[Stored items]
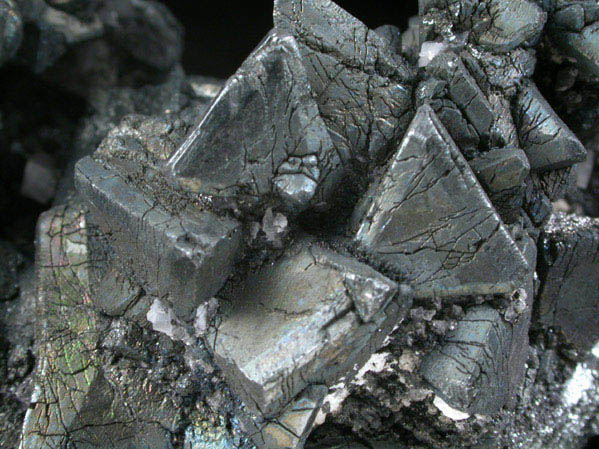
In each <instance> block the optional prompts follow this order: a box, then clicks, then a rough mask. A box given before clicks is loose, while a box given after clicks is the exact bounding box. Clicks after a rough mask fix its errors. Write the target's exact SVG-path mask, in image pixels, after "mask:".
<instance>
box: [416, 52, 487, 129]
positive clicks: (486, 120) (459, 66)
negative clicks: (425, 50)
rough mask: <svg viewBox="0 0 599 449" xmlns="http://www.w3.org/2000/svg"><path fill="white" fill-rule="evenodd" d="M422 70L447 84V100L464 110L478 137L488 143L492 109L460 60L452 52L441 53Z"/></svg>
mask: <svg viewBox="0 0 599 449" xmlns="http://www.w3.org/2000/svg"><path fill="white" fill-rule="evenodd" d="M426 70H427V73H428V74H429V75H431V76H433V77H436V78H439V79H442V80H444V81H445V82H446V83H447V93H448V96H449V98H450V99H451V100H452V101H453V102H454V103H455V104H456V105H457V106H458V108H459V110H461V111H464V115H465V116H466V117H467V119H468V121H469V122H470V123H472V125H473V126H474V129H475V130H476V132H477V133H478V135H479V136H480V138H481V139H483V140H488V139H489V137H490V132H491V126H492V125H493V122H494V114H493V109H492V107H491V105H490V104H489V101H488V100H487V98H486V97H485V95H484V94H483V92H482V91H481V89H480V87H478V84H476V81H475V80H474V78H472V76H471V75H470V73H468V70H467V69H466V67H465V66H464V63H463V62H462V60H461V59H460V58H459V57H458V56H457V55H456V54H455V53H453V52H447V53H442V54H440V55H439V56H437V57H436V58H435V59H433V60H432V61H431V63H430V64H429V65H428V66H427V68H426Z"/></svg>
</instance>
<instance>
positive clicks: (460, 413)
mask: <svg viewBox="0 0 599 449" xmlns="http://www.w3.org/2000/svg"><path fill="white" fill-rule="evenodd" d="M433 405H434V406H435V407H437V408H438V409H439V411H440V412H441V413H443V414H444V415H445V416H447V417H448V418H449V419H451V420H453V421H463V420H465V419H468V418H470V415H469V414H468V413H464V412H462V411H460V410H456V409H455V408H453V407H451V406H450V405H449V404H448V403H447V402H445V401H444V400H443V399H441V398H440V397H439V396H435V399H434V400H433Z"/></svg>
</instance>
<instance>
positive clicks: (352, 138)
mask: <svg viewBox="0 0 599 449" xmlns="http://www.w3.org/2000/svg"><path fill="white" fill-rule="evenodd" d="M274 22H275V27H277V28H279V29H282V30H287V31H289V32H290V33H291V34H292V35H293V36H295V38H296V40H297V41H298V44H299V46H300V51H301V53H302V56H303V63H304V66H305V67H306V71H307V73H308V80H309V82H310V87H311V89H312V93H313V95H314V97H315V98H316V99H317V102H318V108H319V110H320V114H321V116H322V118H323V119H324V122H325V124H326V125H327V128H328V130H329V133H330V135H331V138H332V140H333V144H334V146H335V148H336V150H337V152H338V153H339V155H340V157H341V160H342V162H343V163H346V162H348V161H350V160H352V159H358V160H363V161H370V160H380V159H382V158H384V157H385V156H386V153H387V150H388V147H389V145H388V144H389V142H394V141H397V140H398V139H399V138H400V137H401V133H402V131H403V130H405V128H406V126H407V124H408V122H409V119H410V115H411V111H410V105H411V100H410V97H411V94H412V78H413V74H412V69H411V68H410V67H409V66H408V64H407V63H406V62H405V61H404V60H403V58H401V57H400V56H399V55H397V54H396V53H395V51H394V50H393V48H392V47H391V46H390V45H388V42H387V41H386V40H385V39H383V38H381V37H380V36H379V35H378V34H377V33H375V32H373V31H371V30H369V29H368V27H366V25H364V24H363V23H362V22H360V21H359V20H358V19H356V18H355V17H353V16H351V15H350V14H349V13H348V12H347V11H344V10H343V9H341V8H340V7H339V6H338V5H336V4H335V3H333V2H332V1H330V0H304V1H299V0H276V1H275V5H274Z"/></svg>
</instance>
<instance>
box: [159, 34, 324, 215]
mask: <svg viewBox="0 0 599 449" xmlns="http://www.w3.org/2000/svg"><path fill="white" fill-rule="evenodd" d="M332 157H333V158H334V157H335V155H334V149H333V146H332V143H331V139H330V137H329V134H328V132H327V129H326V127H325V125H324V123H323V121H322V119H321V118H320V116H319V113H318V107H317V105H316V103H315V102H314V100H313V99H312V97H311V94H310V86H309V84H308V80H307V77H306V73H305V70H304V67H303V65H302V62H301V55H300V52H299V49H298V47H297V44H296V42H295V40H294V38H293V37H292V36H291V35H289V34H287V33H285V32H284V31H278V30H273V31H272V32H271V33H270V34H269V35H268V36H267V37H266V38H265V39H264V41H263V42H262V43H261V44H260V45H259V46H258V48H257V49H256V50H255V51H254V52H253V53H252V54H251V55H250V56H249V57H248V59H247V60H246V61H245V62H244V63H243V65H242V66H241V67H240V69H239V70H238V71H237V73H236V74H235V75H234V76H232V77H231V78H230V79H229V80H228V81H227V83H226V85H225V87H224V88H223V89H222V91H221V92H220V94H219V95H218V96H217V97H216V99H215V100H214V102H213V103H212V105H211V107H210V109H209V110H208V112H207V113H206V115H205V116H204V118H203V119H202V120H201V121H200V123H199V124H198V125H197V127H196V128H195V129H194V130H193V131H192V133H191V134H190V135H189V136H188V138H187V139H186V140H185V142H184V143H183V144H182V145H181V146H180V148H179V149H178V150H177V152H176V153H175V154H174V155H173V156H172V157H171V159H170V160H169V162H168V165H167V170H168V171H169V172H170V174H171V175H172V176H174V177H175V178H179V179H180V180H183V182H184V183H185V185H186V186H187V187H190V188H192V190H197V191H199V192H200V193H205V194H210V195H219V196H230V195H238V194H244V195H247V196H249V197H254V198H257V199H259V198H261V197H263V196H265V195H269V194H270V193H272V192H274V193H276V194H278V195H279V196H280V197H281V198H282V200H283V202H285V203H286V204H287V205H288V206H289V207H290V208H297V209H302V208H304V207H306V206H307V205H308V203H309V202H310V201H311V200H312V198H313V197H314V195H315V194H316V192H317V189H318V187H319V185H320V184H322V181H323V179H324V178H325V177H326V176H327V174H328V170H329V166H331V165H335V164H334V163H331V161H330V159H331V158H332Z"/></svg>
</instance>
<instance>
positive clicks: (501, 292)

==

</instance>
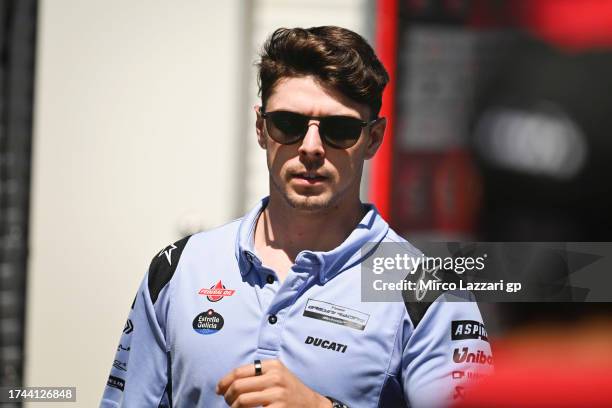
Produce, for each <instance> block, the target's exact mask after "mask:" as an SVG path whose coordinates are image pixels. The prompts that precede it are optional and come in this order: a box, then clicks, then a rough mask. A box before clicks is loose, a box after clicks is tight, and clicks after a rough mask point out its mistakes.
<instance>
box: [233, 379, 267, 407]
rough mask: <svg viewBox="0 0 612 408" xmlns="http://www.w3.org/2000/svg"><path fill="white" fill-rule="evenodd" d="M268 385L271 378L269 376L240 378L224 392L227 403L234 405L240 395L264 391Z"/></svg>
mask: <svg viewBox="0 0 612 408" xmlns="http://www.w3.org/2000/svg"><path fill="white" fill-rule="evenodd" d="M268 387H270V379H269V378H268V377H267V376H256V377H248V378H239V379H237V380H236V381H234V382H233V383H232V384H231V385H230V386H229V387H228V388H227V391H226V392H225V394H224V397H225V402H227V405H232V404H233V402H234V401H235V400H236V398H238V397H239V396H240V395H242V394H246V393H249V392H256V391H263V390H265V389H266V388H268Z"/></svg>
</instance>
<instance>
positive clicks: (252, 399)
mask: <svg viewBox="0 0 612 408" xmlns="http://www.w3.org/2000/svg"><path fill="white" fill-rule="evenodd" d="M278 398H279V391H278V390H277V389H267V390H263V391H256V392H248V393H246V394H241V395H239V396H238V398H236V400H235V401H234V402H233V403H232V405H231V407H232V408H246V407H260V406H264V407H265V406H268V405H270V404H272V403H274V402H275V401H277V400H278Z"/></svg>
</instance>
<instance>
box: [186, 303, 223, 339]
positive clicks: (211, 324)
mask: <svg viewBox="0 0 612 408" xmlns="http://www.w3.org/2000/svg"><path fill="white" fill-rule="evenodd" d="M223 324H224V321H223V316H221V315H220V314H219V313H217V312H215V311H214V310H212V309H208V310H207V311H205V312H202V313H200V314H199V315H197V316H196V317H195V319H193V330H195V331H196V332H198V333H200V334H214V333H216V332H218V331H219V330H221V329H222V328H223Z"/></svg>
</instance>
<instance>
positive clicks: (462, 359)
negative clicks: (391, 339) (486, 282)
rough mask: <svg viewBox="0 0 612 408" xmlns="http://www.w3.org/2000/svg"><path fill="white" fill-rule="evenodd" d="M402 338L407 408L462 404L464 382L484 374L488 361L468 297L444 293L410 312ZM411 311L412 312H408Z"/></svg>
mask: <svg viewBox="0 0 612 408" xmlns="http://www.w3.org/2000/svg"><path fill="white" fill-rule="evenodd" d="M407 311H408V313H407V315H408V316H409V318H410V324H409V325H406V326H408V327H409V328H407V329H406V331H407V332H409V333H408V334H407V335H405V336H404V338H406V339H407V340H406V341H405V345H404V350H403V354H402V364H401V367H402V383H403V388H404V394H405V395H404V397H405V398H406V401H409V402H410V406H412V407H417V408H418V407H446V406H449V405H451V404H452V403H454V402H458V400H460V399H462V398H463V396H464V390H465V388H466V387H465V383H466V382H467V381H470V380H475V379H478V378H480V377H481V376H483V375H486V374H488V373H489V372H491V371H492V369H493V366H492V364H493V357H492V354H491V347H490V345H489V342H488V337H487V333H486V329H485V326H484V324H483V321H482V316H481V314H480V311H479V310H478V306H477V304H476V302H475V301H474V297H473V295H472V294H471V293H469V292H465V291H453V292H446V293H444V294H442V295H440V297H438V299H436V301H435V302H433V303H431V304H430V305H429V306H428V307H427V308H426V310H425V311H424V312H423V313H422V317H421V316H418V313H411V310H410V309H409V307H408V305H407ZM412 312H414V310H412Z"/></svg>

WHAT IS REQUIRED - Retype the records above, but only those lines that fall between the line containing "In each <instance>" and the line containing "negative clicks: (425, 50)", with both of those lines included, exactly as written.

EXERCISE OUTPUT -
In each <instance> block the optional prompts follow this order: a box, then clicks, then a rough mask. A box given before clicks is loose, while a box given after clicks is the exact bounding box. Clicks after a rough mask fix its errors. Write the target's exact SVG-path mask, in image pixels, after "mask:".
<instance>
box: [416, 52, 487, 129]
positive clicks: (486, 120) (459, 66)
negative clicks: (425, 50)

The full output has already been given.